▶ Your task: Copy out the listing verbatim, starting at the line that contains "of the hardwood" (include that line) and continuing through the final line of the listing.

── Records for this task ──

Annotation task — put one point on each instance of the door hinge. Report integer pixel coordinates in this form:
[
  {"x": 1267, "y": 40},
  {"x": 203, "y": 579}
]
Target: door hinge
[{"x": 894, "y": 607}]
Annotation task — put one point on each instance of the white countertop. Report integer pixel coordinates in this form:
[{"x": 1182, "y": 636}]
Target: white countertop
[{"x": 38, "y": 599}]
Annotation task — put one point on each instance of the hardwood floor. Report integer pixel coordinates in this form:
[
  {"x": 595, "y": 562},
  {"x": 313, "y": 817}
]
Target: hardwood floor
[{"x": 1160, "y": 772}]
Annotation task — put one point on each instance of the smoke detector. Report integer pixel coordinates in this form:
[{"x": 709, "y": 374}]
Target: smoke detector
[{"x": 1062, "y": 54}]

───

▶ Reply:
Annotation task — put one point on each instance of the hardwood floor. Report integer pixel coordinates in this form:
[
  {"x": 595, "y": 562},
  {"x": 313, "y": 817}
]
Target: hardwood floor
[{"x": 1160, "y": 772}]
Annotation task — put one point on each instance of the smoke detector. Report integer pixel coordinates in this form:
[{"x": 709, "y": 374}]
Target: smoke detector
[{"x": 1062, "y": 54}]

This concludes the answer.